GIVEN TASK: In the text on abandoned cinemas below, in what year did Robin's Theatre in Warren, Ohio, reopen as a multipurpose venue?

TEXT BLOCK:

The dazzling beauty of abandoned cinemas

Old and unrestored cinemas are all around us and yet so unnoticed. A new photobook unveils their often overlooked beauty

Loew's Palace Theatre, Bridgeport, Connecticut

Originally opened as the Poli’s Palace Theatre in 1922 by architect Thomas W. Lamb as one of a double theatre complex along with the adjacent Poli’s Majestic Theatre. In 1934, both theatres were taken over by Loew’s and operated as film theatres. 

During the 1970s it screened adult films before closing in 1975. In the late 1970s, an attempt to turn the building into a Christian Revival Centre never came to fruition. The theatre is presently vacant and awaiting restoration.

Metropolitan Opera House, Philadelphia 

Originally inaugurated as the Philadelphia Opera House in 1908, it was designed by local architect William H. McElfatrick, who presided over the design of 40 theatres in his career. The Philadelphia Opera House was designed for opera impresario Oscar Hammerstein as his ninth opera house. In 1910, it was sold to the Metropolitan Opera of New York City and was renamed the Met. Through the 1920s, it showed silent films in addition to hosting various opera companies. In the late 1930s it became a ballroom, and in the 1940s a sports arena for basketball, wrestling, and boxing events.

It finally closed in 1954 and was turned into a church but continued to host the Philadelphia Orchestra for recordings before being listed on the National Register of Historic Places in 1972. In the late 1990s, church membership decreased and the building was vacated. The building was threatened by demolition when it was purchased by Rev. Mark Hatcher in 1996 who used the ground floor for the Holy Ghost Headquarters Revival Center. The church and the developer came to an agreement on a $45-million renovation for a live music venue that was inaugurated in 2018.

Robin's Theatre, Warren, Ohio 

Opened in 1923, it had 1,500 seats, and was designed by architects I. J. Goldston and Detroit-based C. Howard Crane. It was operated by The Robins Theatre Enterprises Co., a local company founded by Daniel Robins, who was an early partner of Albert Warner of Warner Bros. It closed in 1974 and was vacant until 2018, when it was renovated and reopened as a multipurpose venue in 2020.

Proctor's Theatre, Newark, New Jersey

Although available outdoors from street vendors, food was banned in theaters as it was deemed unhygienic by establishments that wanted to display respectability. In the late 1920s, however, theatre operators began to set up concession stands to stabilise an economic situation that had become precarious during the Great Depression. Popcorn would accompany the development of what was called "talking cinema" and become a significant part of a theatre’s income. During World War II, sugar rationing ensured its dominance as the most accessible and by far the most profitable treat.

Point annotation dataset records
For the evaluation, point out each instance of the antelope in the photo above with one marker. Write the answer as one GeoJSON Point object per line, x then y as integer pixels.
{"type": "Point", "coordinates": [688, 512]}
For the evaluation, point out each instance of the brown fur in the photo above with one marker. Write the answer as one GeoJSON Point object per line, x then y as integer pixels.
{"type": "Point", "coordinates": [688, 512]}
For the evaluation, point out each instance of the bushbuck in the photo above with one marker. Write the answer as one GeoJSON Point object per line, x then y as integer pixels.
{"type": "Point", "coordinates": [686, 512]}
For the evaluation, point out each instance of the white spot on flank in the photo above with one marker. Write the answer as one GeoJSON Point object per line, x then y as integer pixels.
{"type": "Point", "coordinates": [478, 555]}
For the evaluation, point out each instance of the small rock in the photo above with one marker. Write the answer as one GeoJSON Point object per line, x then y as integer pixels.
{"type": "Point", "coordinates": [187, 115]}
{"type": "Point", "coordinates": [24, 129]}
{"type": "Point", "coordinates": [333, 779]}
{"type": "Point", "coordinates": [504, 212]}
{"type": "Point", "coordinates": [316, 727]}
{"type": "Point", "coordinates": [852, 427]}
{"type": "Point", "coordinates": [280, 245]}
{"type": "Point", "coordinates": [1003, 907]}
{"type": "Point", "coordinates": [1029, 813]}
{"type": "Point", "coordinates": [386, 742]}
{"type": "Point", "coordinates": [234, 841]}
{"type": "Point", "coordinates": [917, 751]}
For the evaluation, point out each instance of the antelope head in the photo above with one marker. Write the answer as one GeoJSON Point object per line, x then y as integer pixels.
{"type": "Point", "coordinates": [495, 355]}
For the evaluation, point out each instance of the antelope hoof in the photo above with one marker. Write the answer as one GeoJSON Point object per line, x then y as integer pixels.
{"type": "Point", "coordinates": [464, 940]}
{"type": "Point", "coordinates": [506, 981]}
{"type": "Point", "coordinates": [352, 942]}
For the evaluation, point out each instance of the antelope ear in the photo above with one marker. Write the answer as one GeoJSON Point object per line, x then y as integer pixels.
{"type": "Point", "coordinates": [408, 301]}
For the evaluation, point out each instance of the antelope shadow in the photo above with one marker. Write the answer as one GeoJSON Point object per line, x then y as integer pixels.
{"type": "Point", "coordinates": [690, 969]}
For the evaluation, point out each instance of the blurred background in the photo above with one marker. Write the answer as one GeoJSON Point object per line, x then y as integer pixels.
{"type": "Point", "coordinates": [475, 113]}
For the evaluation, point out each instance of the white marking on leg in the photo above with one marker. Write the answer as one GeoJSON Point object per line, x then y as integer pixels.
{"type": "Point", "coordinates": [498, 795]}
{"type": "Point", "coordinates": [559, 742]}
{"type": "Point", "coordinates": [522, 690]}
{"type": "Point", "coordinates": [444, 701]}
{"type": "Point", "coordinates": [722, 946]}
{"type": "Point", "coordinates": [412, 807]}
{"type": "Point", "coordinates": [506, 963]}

OUTPUT FOR THIS EXERCISE: It reopened in 2020.